(Listed entries begins)

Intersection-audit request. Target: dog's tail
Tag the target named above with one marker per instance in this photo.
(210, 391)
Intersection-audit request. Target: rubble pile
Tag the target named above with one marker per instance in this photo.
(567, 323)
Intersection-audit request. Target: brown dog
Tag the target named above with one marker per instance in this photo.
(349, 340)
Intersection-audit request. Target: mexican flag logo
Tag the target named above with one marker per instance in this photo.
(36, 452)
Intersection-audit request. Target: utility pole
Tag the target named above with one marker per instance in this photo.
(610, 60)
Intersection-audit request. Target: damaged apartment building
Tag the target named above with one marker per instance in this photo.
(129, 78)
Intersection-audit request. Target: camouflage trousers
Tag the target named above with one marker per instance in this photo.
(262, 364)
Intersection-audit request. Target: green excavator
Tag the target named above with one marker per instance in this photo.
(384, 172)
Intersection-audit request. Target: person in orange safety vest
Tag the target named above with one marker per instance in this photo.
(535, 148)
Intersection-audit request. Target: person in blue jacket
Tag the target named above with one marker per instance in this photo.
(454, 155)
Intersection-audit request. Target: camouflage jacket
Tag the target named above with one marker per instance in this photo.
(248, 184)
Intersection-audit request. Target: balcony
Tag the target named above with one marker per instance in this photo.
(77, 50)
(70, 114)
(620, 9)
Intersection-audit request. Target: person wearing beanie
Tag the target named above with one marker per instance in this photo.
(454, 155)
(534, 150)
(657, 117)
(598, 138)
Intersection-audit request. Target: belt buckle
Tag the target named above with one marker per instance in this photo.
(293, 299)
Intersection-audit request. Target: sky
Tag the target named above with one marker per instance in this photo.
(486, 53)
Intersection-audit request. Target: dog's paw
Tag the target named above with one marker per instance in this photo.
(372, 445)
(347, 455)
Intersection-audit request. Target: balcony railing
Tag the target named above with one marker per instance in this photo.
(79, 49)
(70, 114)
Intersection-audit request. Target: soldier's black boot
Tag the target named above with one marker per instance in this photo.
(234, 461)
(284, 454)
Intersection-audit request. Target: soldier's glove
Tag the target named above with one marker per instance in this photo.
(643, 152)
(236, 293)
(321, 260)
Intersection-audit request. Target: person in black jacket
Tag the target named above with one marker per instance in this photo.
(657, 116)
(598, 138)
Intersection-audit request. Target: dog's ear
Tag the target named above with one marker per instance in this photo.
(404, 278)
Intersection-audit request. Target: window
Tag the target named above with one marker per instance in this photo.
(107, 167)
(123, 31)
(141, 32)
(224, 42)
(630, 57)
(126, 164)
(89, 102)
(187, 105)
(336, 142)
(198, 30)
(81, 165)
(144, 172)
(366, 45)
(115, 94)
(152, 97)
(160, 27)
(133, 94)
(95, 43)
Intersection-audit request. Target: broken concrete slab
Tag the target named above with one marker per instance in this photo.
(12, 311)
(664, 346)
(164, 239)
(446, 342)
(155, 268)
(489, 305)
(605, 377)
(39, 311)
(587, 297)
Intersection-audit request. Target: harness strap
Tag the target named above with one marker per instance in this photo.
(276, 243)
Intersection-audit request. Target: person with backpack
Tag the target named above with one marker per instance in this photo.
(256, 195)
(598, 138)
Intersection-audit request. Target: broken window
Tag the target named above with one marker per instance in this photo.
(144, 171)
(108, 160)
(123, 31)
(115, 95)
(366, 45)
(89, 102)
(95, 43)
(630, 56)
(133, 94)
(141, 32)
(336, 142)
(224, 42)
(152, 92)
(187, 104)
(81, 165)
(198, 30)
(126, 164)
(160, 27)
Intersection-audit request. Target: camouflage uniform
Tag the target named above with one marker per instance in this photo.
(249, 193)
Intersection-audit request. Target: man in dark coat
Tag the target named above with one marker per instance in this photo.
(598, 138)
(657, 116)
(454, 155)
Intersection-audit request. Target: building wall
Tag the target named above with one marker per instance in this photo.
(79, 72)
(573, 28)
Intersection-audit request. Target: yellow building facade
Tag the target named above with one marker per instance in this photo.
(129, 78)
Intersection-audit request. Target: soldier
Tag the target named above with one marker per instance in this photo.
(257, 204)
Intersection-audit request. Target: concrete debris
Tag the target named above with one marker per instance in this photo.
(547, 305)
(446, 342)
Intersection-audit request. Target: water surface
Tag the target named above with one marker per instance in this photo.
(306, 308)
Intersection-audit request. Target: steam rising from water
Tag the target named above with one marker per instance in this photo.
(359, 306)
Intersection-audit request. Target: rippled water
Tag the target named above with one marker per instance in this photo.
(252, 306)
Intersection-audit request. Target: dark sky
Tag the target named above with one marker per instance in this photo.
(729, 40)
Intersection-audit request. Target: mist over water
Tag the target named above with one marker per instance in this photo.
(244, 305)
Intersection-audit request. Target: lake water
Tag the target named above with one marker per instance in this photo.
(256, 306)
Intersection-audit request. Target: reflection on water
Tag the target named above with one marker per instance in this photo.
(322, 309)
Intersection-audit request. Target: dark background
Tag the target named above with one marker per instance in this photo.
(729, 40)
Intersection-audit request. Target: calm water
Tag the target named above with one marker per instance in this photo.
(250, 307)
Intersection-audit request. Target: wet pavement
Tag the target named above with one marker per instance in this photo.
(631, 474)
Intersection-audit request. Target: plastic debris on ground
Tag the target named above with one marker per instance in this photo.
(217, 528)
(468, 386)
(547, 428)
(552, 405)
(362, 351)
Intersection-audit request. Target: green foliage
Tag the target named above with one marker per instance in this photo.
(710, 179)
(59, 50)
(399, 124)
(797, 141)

(Listed entries ends)

- Task directions -
Every record needs to be reproduced exactly, with none skipped.

- Result of the exercise -
Intersection-audit request. Target: dog's tail
Tag the target named above with one marker per instance in this photo.
(210, 391)
Intersection-audit request. Target: rubble pile
Tag the target named above with one marker per instance in this photo.
(567, 323)
Intersection-audit request. Target: brown dog
Tag the target named above with one marker per instance in this photo.
(349, 340)
Intersection-audit request. Target: mexican flag logo
Tag the target named above with one marker per instance in this photo.
(36, 452)
Intersection-audit request. Target: utility pole
Tag the target named above with one marker per instance in this photo.
(610, 60)
Intersection-audit request. Target: damaged apartment building
Tag the target named above with one marker per instance in this photo.
(129, 78)
Intersection-audit request. Target: camouflage trousers
Tag the target named above with one marker per instance in this photo.
(262, 364)
Intersection-audit request. Target: green excavator
Tag the target named above with one marker per instance in this photo.
(384, 172)
Intersection-audit request. Target: person in orange safety vest
Tag the target named above with one marker per instance in this photo.
(535, 148)
Intersection-audit request. Target: person in blue jacket
Tag the target named above with one marker per instance in this photo.
(454, 155)
Intersection-audit request. Target: camouflage jacket
Tag the target named above with one marker per instance in this photo.
(248, 184)
Intersection-audit request. Target: balcony
Tag the target named above with one marker per instance in this photo.
(77, 50)
(70, 114)
(620, 9)
Intersection-audit request. Target: person wearing beanie
Tag the target named above with one marker per instance in this photo.
(454, 155)
(534, 150)
(657, 117)
(598, 138)
Intersection-audit request. Target: belt buckle
Tag the target named above with one marker per instance in this photo.
(293, 299)
Intersection-audit request. Target: sky
Tag the target named above with one marker per instance in this photo.
(486, 53)
Intersection-audit request. Target: dog's paw
Tag the target named above with one marker per instance in this photo.
(372, 445)
(347, 455)
Intersection-audit request. Target: balcony railing
Tag the target named above with one marker per instance in this photo.
(79, 49)
(70, 114)
Intersection-audit request. Target: soldier's black boot
Tag the target named above with one marker per instance in this photo.
(234, 461)
(284, 454)
Intersection-audit request. Target: soldier's glove
Tag the target named above with one marker per instance in this photo.
(643, 152)
(236, 293)
(321, 260)
Intersection-audit request. Target: person in black jacket
Tag the target named above with one marker per instance in this photo.
(657, 116)
(598, 138)
Intersection-audit request. Target: dog's ear
Tag the target named above with one marker per instance in this photo.
(404, 278)
Intersection-audit request. Target: window
Tag the target named above with one marker per instance in this photo.
(107, 167)
(123, 31)
(141, 32)
(224, 42)
(630, 57)
(126, 164)
(89, 102)
(187, 105)
(336, 142)
(198, 30)
(81, 165)
(144, 172)
(366, 45)
(115, 94)
(152, 97)
(160, 27)
(133, 94)
(95, 43)
Intersection-audit request. Target: broken concrete slab
Tag the target named above with one marker per instance in this photo.
(12, 311)
(664, 346)
(164, 239)
(446, 342)
(155, 268)
(489, 305)
(605, 377)
(39, 311)
(587, 297)
Intersection-audit request. Target: harness strap
Tag the target named above with one marker per instance in this photo.
(276, 243)
Intersection-audit request. Target: person with backpack
Tag the target named above with one marker per instance in this photo.
(256, 195)
(598, 138)
Intersection-audit request. Target: broken window
Tag the target named above with one marker per instance in this photo.
(144, 171)
(108, 160)
(123, 31)
(115, 95)
(366, 45)
(89, 102)
(95, 43)
(630, 56)
(133, 94)
(141, 32)
(336, 142)
(224, 42)
(152, 92)
(187, 104)
(81, 165)
(198, 30)
(126, 164)
(160, 27)
Intersection-audit request. Target: camouflage uniform
Tag the target named above with one marker per instance in this photo.
(249, 193)
Intersection-audit request. Target: man in dark coat
Tag the target named above with one marker per instance in this photo.
(598, 138)
(657, 116)
(454, 155)
Intersection-audit request. Target: building wall
Tag the target named above with one marker per instance in this photo.
(79, 72)
(573, 28)
Intersection-audit request. Target: yellow building facade
Tag the target named above with one marker per instance in this photo.
(129, 78)
Intersection-audit request. Target: soldier
Tag the target named above with one marker per instance in this photo.
(257, 204)
Intersection-audit request. Target: concrete debris
Tag the target named above with one marker per instance in this photo.
(547, 305)
(446, 342)
Intersection-audit request. Target: water surface
Tag the target named above with one marker per instance in this photo.
(306, 308)
Intersection-audit request. Target: steam rising from water
Tag the target named above with one marker per instance in this photo.
(359, 306)
Intersection-audit request. Target: rippled water
Tag the target named above with one marker per instance in this photo.
(252, 306)
Intersection-audit request. Target: dark sky
Tag the target named above with one marker per instance in this photo.
(729, 40)
Intersection-audit request. Target: mist over water
Tag the target named above with one marker per instance in this photo.
(244, 305)
Intersection-audit request. Target: lake water
Tag the target named above with one marker per instance in this photo.
(256, 306)
Intersection-audit request. Target: reflection on water
Tag the target named above with one marker per instance in this photo.
(322, 309)
Intersection-audit request. Target: dark background
Tag the target named above with one marker per instance in this photo.
(729, 40)
Intersection-audit request. Target: calm water
Tag the target named above with one marker per instance in this photo.
(250, 307)
Intersection-audit request. Target: wet pavement
Tag the target named above with one marker per instance in this photo.
(631, 474)
Intersection-audit request. Target: plastic debris on ground
Tag the target named above with one marker per instance in this photo.
(217, 528)
(468, 386)
(547, 428)
(552, 405)
(362, 351)
Intersection-audit request. Target: green foliage
Tag the target named above with one marker per instance in this photo.
(710, 179)
(59, 50)
(399, 124)
(797, 141)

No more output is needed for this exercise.